— BEGIN Selected passage —

Even more troubling, though is the realism inherent in post-Modernist literature; in this, I mean the tedious reproduction of lived life naturalism, as opposed to the rich tradition of European Realism, which exaggerated human experience, celebrated a wide historical consciousness, and reconciled real conditions with desire. No reader, to whom what is actual is anathema, would quarrel with Osip Mandelstam's axiom that "The only thing that is real is the work itself;" when he concludes, though, that the artist "desires no other paradise than existence," Mandelstam reveals the divergence between readers and artists. Existence, which to the writer is a paradise, is to the reader a veritable hell. Without the writer's option to use existence, exploit and transmute its properties, the reader is left alone with what is a virtual insult, so diminished is it when compared with literature: the dour insignificance of life. This verdict the writer escapes; after all, he creates literature.
WHAT, THEN, should the reader do? Once the tradition has been read through, how should he store up emblems of that other, sublime world? What I propose is that he cultivate esoterica, those unknown, undiscovered volumes which, when we come upon them in libraries, have not been taken out since 1937. Arminius Vambery's Travels in Central Asia, published in 1865, or A.S. Eddington's The Nature of the Physical World, are such examples. These works could be considered autonomous, in that their survivance is related to no specific epoch or lineage. Their titles have been handed on to me through other authors: in the case of Vambery, Arthur Koestler, in The Invisible Writing, while Eddington is quoted in Walter Benjamin's Illuminations.
In just such random encounters consists the reader's true vocation. These works are capital invested in what Cesar Pavese called "this business of living." Obscure testaments to how eclectic our recorded knowledge has become, writers like Eddington and Vambery (I could name Leon Bloy, Jacques Riviere, and Paul Nizan as well) remind the reader that a multitude of others who possess little reputation have written in the same spirit as the reader reads: their interest was in the chronicling, the renovation of their own experience, and all of them wrote in the hope that such an operation would be valuable to their audience. In this instance, Eddington's treatise on "the downfall of classical physics" and the scientific revolution which quantum theory and the notion of relativity introduced has been superseded, is obsolete; it was written in 1927. Still, Brecht's Hauspostille appeared at the same time, and the critic's disposition is to consider this document beside the historical conditions which are in evidence now.
The reader, confronted with two such diverse texts, isn't interested in their differences. Rather, he discerns in them an impulse to decipher existence, to balance what is observable against what is real. This is the essence of the reader's activity: to establish relations between the dissonant elements of consciousness. And this is the reader's advantage as well; because the labor he has chosen is alienated and superfluous, because he inhabits a speculative realm, his life is devoted to those works which secure his own mind in the world, through the revelation of resemblances.
It follows, then, that science is valuable to the reader only as myth, as a metaphor which mirrors the relations drawn in literature between our own experience and its intelligible representation. That Sir Thomas Browne is now studied in universities as a specimen of English 17th century prose doesn't concern the reader, who turns to Pseudodoxia Epidemica in the same spirit that he turns to Wittgenstein or Levi-Strauss: to collect what could be called "taxonomies of natural phenomena." Nostalgia, the sad evocation of our universal angst, episodes which recall a decisive moment in our lives, ontological dread before the landscape we inhabit: these are all sensations which, like the reader's bookshelves, belong to some taxonomic order.

— END Selected passage —
— BEGIN Extracted material —

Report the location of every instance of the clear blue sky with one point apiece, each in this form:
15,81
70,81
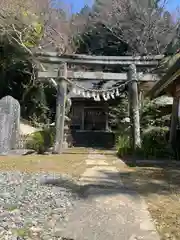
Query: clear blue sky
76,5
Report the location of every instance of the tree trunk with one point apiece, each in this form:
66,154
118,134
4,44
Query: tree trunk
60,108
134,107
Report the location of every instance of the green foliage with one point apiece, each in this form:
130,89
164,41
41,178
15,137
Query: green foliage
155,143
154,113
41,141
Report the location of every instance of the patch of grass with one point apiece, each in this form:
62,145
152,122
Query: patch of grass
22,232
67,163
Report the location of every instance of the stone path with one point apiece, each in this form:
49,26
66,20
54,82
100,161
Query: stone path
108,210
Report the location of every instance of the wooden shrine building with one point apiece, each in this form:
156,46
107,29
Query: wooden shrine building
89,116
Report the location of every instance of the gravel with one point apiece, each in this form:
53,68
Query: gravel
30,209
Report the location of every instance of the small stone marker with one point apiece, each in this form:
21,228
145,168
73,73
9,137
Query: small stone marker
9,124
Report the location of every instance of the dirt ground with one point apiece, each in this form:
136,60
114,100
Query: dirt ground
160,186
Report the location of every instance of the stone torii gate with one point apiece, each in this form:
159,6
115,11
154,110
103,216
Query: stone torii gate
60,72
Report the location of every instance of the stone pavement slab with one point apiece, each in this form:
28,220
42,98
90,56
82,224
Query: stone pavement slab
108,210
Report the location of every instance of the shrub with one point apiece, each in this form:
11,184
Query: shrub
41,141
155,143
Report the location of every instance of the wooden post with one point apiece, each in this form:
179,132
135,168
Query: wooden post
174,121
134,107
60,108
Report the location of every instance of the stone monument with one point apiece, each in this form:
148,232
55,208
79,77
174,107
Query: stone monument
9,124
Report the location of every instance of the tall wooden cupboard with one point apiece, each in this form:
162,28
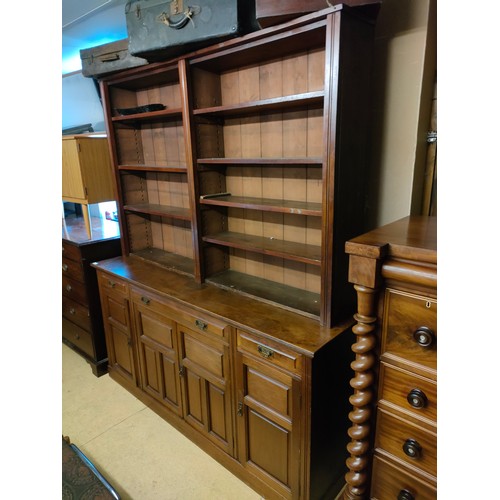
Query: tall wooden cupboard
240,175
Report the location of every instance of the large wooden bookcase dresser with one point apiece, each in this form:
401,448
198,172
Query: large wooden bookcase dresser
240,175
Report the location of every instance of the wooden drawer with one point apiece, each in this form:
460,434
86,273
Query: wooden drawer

— END Extracted material —
— BEGIN Extracted material —

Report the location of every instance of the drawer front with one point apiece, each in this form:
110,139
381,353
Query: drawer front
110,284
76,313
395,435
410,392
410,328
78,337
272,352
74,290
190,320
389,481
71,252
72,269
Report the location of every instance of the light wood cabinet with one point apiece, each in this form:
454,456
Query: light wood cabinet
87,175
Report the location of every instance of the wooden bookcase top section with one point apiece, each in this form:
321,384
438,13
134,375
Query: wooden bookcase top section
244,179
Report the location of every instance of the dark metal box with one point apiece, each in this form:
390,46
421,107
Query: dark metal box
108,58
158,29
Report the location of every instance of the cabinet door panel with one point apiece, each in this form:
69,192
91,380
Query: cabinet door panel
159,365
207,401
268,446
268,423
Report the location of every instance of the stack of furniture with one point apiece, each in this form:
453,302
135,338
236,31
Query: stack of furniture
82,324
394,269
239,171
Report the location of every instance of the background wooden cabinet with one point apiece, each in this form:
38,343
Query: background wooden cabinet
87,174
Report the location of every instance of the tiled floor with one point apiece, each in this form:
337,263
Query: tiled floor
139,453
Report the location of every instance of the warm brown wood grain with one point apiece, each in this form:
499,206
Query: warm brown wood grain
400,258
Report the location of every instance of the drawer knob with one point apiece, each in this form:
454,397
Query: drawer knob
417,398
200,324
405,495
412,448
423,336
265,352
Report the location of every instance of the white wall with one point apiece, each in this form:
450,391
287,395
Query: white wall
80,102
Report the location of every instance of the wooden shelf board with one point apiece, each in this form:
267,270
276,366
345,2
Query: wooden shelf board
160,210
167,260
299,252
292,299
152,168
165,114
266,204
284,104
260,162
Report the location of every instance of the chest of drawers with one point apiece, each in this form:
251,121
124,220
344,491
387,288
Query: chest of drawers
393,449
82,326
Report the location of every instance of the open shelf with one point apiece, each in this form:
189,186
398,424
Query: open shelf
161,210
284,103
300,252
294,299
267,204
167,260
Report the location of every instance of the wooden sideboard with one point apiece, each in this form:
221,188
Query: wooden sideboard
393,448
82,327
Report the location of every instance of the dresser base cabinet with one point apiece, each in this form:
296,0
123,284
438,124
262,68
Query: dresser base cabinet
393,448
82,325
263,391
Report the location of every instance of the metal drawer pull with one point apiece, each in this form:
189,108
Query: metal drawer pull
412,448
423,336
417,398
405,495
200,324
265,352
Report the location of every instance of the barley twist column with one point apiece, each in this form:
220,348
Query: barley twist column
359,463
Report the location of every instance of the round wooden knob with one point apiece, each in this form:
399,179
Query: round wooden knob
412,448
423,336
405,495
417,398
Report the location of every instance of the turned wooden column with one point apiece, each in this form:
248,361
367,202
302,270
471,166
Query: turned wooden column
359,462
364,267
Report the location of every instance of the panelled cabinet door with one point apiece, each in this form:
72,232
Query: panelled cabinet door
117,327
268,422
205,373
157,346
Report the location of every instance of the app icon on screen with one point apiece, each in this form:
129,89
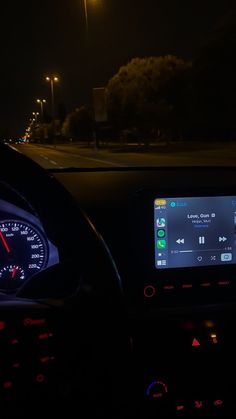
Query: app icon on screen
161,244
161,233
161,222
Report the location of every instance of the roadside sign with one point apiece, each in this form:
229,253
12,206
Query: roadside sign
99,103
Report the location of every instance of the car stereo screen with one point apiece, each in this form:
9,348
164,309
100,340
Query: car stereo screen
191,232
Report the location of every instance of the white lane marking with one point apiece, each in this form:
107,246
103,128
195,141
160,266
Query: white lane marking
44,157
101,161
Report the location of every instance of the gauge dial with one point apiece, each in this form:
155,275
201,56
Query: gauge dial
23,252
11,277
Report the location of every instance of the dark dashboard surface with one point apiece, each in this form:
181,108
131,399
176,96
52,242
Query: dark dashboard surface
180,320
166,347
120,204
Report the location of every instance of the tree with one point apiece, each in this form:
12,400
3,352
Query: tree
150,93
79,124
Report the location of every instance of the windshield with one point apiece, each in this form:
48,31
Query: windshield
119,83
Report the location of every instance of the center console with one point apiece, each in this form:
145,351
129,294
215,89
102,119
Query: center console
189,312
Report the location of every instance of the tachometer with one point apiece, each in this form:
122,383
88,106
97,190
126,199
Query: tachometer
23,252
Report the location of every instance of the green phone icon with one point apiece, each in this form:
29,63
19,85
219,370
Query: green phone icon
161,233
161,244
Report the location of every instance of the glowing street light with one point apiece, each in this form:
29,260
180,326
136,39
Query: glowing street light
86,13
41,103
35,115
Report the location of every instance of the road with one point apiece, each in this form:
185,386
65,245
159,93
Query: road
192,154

— END Extracted material —

*Goals:*
[A] Reproduce the essay on reading word for word, from "It follows, then, that" up to and including "some taxonomic order.".
[B] Write the next part of the essay on reading, starting right after its final sentence.
The material comes from a different source than the essay on reading.

*Expected outputs:*
[A]
It follows, then, that science is valuable to the reader only as myth, as a metaphor which mirrors the relations drawn in literature between our own experience and its intelligible representation. That Sir Thomas Browne is now studied in universities as a specimen of English 17th century prose doesn't concern the reader, who turns to Pseudodoxia Epidemica in the same spirit that he turns to Wittgenstein or Levi-Strauss: to collect what could be called "taxonomies of natural phenomena." Nostalgia, the sad evocation of our universal angst, episodes which recall a decisive moment in our lives, ontological dread before the landscape we inhabit: these are all sensations which, like the reader's bookshelves, belong to some taxonomic order.

[B]
To cite an example, Eddington writes:
When we compare the universe as it is now supposed to be with the universe as we had ordinarily preconceived it, the most arresting change is not the rearrangement of space and time by Einstein but the dissolution of all that we regard as most solid into tiny specks floating in the void.
The reader, reputed to have a speculative, even impractical mind, and notorious as a bad scientist, seizes on such sentences and enters them in a notebook crammed with similar apercus. In this act, and in its cause (here, Eddington's observation), the reader's temperament is revealed, a temperament at once impatient and imbued with languor, undiscipfiined and ordered. It conspires to receive all ideas as echoes of other ideas, on a diachronic level. In other words, whenever the reader happens to notice an idea which resonates through time, associations clamor like heirs to be recognized, and a number of them receive admittance.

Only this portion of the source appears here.